Write each line exactly, from the line that holds "the skate lace" through the final line of the material, and no other line.

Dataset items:
= = = =
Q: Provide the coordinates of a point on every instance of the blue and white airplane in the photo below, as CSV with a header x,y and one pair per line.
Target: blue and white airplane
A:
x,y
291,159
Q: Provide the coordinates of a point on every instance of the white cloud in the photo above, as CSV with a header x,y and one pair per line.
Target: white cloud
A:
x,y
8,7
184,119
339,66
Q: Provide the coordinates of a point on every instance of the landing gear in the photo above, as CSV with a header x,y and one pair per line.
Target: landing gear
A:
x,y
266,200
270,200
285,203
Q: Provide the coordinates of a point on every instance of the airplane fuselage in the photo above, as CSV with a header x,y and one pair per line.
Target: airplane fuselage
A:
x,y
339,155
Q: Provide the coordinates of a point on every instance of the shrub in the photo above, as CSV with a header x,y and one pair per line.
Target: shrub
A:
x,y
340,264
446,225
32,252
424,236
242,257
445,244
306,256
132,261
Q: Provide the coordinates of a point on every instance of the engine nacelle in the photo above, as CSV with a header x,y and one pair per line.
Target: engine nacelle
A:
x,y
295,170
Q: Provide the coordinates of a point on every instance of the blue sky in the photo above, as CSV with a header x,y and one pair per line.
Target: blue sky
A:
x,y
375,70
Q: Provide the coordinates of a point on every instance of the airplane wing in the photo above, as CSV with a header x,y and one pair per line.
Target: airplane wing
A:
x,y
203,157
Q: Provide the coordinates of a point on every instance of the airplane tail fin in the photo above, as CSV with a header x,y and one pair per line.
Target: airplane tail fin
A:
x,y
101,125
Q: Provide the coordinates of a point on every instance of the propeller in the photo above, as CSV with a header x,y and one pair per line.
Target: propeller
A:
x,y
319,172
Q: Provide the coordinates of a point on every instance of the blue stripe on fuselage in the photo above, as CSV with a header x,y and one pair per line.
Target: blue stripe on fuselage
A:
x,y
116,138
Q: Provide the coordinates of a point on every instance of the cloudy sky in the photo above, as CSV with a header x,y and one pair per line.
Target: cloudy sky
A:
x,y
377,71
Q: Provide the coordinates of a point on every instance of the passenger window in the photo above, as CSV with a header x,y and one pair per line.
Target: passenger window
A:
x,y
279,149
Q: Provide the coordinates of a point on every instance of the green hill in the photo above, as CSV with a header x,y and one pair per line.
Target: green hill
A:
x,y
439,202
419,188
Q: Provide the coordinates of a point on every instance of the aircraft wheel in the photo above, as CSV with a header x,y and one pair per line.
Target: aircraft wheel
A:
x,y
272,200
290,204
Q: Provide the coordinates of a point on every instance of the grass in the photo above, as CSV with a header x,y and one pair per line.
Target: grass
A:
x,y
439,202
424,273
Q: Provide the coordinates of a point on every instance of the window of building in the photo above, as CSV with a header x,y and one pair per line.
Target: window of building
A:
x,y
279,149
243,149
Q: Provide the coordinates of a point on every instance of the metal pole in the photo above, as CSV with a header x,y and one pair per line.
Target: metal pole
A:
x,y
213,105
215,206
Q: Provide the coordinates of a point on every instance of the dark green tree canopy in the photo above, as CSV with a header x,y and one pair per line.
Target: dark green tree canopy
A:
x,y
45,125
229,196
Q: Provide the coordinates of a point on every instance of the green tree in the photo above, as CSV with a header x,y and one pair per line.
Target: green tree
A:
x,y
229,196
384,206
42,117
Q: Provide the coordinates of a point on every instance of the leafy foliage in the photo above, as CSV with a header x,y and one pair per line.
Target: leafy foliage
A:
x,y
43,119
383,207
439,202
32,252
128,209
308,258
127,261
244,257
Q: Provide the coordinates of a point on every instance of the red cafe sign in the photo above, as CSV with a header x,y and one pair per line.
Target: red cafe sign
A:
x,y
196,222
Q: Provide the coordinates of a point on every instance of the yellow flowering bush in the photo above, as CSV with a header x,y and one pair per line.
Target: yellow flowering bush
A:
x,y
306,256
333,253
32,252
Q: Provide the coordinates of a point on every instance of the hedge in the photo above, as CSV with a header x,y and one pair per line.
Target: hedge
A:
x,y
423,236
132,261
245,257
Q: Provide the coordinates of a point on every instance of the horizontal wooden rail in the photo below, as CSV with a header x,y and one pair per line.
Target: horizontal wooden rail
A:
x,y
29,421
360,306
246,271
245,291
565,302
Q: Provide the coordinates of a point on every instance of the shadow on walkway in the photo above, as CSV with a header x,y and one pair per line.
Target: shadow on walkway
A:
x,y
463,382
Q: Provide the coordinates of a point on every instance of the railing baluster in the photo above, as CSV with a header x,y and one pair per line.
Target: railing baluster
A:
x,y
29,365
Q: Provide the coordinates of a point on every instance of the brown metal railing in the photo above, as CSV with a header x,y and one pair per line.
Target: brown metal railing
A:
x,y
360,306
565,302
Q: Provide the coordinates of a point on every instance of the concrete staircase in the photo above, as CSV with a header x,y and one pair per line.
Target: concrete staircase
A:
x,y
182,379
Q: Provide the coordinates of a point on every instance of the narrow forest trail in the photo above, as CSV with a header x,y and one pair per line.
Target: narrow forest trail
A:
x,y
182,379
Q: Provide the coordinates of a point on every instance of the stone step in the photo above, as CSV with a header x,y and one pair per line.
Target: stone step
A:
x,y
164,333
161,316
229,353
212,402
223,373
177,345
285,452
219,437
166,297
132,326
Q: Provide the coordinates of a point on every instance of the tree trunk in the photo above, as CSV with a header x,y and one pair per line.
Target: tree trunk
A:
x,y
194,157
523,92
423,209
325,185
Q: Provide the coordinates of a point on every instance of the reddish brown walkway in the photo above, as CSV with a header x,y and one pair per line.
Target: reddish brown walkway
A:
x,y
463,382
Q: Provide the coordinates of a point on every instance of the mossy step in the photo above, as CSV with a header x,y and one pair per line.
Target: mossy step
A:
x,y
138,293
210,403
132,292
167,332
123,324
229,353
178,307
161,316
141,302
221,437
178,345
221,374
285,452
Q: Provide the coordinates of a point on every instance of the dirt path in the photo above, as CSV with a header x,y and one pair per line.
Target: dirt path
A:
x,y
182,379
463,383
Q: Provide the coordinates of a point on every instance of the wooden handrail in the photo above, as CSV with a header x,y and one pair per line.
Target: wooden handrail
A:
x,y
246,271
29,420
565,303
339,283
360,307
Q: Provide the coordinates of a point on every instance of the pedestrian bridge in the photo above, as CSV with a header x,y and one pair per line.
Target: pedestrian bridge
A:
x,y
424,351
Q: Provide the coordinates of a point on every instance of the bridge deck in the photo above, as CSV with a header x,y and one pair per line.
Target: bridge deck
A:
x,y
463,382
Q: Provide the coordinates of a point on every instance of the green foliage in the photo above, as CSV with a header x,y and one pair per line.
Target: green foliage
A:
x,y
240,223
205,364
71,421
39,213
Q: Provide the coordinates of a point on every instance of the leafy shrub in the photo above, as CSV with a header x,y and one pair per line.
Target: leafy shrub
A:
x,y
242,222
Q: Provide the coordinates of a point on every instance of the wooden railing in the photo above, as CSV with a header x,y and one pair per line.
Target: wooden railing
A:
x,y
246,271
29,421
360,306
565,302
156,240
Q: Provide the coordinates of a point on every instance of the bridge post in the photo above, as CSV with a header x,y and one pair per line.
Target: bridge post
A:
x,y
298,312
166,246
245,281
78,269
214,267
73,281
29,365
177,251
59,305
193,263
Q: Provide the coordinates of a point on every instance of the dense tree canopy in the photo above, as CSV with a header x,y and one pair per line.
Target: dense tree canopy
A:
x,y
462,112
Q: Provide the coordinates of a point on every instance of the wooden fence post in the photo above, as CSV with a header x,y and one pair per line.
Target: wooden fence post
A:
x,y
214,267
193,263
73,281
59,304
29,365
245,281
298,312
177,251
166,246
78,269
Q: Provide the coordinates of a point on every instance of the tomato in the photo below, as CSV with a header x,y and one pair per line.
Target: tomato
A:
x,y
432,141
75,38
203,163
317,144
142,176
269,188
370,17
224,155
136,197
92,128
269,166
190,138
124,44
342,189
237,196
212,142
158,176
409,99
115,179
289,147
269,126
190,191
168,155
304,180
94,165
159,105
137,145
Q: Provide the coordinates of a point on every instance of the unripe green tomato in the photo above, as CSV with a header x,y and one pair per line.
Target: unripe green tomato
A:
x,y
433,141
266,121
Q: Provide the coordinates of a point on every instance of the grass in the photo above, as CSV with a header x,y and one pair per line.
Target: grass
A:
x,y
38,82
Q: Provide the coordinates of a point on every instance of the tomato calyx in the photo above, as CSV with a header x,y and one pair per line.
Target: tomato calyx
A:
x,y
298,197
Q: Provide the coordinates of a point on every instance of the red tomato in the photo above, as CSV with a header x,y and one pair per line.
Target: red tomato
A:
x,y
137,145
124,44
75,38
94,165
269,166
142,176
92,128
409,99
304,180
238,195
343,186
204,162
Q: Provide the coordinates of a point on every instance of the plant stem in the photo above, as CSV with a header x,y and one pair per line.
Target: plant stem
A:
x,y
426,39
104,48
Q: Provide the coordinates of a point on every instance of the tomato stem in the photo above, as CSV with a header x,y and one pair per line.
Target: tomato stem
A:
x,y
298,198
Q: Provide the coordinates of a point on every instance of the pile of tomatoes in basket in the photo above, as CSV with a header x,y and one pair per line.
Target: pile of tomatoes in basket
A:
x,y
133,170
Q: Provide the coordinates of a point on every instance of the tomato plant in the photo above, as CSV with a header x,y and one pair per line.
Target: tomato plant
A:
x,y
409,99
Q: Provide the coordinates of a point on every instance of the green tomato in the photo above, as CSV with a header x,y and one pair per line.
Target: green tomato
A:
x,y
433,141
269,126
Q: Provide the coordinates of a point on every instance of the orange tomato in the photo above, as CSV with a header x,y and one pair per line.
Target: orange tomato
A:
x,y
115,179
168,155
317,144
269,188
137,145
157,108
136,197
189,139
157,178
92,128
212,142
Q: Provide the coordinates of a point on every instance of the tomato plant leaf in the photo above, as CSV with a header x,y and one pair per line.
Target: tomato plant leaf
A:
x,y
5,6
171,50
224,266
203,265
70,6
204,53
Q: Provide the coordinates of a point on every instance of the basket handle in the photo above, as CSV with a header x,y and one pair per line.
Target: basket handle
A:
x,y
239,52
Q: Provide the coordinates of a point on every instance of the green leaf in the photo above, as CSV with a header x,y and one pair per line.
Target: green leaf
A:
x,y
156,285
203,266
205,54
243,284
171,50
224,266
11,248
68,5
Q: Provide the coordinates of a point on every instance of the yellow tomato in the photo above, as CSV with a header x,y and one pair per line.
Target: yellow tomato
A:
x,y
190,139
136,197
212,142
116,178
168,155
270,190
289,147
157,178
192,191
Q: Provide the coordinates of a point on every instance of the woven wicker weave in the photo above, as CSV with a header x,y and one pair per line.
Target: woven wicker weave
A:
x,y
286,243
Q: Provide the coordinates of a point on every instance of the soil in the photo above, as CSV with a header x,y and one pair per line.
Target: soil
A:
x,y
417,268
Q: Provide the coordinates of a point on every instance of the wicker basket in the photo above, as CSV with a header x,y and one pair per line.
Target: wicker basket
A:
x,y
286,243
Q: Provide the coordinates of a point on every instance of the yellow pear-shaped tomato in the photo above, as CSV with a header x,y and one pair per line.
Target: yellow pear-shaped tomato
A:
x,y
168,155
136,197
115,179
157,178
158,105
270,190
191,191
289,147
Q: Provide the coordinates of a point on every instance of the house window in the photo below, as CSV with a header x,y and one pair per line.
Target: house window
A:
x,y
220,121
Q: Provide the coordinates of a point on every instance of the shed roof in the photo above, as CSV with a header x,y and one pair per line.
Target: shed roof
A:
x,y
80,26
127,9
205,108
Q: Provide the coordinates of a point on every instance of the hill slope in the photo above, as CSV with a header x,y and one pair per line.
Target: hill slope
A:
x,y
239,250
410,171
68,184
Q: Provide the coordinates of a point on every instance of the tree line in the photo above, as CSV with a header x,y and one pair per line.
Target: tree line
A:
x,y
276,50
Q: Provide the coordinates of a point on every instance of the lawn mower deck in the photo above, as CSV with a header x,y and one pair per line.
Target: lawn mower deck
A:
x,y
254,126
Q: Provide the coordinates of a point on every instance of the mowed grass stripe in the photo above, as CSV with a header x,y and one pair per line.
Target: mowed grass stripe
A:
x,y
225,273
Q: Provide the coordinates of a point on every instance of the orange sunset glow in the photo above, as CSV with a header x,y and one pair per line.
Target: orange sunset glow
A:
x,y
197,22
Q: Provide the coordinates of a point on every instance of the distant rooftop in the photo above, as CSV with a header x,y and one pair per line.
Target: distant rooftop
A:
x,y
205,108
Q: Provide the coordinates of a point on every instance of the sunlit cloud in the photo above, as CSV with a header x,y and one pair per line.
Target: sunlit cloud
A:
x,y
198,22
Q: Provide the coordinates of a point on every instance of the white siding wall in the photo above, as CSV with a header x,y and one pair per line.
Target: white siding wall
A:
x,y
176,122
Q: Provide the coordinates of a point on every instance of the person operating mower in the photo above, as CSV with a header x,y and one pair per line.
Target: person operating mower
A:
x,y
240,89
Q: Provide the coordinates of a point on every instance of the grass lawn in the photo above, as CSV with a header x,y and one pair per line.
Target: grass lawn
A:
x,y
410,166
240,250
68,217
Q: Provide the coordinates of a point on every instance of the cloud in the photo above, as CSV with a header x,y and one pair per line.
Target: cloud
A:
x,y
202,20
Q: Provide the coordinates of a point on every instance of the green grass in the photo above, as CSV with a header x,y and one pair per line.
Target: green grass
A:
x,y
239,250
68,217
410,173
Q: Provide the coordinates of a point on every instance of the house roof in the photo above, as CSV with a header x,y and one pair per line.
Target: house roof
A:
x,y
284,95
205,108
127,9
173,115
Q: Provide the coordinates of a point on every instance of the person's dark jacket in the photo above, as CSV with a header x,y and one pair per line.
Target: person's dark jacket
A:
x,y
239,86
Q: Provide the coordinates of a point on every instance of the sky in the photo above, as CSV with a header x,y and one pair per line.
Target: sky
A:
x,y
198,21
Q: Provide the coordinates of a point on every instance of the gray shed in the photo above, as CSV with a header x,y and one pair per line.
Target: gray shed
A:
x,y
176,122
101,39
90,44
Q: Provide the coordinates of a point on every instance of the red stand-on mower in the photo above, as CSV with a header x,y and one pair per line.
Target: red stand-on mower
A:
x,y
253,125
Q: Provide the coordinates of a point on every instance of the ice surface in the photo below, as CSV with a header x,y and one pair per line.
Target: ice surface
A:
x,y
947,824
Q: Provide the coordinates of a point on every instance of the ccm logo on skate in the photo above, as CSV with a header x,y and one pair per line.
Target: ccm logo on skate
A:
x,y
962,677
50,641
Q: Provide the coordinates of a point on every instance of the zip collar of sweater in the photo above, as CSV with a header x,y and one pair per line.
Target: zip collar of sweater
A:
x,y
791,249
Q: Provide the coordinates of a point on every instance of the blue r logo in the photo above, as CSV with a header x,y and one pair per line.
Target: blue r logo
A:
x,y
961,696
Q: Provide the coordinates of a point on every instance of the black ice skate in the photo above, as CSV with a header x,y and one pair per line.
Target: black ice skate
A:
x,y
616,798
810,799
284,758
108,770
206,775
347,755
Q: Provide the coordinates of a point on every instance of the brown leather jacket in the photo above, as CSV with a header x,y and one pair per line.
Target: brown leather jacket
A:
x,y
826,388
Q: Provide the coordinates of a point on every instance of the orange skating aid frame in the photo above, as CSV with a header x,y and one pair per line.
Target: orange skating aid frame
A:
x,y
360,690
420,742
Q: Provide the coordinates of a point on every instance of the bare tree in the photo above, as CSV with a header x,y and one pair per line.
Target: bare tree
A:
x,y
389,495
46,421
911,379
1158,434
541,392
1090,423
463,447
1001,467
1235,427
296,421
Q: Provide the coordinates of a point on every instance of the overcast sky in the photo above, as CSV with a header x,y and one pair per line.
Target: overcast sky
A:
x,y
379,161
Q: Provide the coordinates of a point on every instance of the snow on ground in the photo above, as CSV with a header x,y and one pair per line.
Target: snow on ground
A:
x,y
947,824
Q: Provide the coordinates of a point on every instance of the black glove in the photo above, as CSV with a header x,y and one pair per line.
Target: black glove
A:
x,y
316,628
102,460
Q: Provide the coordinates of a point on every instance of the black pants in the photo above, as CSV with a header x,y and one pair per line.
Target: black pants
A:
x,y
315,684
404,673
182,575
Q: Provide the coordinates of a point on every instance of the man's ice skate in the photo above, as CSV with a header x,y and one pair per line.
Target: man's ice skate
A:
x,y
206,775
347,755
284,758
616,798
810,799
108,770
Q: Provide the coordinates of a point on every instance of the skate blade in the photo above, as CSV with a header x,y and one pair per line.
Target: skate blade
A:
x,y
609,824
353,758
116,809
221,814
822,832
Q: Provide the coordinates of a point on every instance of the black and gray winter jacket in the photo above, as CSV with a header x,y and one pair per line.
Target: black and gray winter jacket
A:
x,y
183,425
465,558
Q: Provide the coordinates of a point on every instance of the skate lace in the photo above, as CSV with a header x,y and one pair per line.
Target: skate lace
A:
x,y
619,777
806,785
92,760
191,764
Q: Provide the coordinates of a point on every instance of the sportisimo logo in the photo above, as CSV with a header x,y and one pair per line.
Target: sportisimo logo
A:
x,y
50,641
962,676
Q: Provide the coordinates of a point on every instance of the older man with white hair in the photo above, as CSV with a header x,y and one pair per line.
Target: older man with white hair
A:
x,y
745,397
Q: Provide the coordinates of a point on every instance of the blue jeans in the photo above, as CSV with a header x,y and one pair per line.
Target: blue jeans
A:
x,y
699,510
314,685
= = = =
*Exercise response*
Q: Provide the coordinates of a point on every instance of the skate lace in the photo above, as CSV with a header x,y and one pair per line.
Target: skate lace
A:
x,y
619,777
806,785
92,760
191,764
Q: Provide the coordinates of a point on every instance of the sportisimo logo in the photo above, as CSV with a header x,y and one pair per line.
Target: sportisimo logo
A:
x,y
50,641
962,676
Q: Provide the coordinates of a point on every instance of the older man with white hair in the photo above, as CSV with a header x,y and one pair per line.
Target: older man with white hair
A:
x,y
745,397
Q: Provide the coordinates of a point on every instance of the blue jeans in the photo above, as CSV with a header x,y and one pair per line.
Target: blue jeans
A:
x,y
699,510
314,685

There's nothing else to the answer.